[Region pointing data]
══════════
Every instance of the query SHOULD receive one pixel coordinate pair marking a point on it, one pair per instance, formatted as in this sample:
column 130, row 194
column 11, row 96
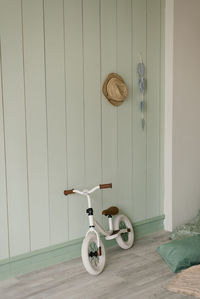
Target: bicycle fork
column 90, row 213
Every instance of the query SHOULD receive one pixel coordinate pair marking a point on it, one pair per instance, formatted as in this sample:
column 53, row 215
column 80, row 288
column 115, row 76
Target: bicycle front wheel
column 93, row 263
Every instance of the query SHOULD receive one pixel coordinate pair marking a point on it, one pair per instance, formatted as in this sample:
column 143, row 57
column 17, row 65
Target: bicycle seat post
══════════
◆ **WORK INSTRUCTIONS**
Please repeat the records above exactly, omitting any pictures they contain.

◆ **OUTPUT**
Every instance of the query SHOULD receive one pixel coordinate pair marking a point on it, one pair per instance, formatted as in this sample:
column 130, row 194
column 11, row 96
Target: bicycle fork
column 90, row 213
Every instance of the query SHOULD receive one pixel coordinate pair marking a point on it, one pair per instance, formatted as in this sample:
column 53, row 215
column 80, row 288
column 115, row 76
Target: bicycle front wheel
column 93, row 263
Every instance of the query SHOULD receive one pixel coordinate pair marking a point on it, one pair per instance, formatted as in this sample:
column 143, row 57
column 17, row 65
Target: bicycle seat post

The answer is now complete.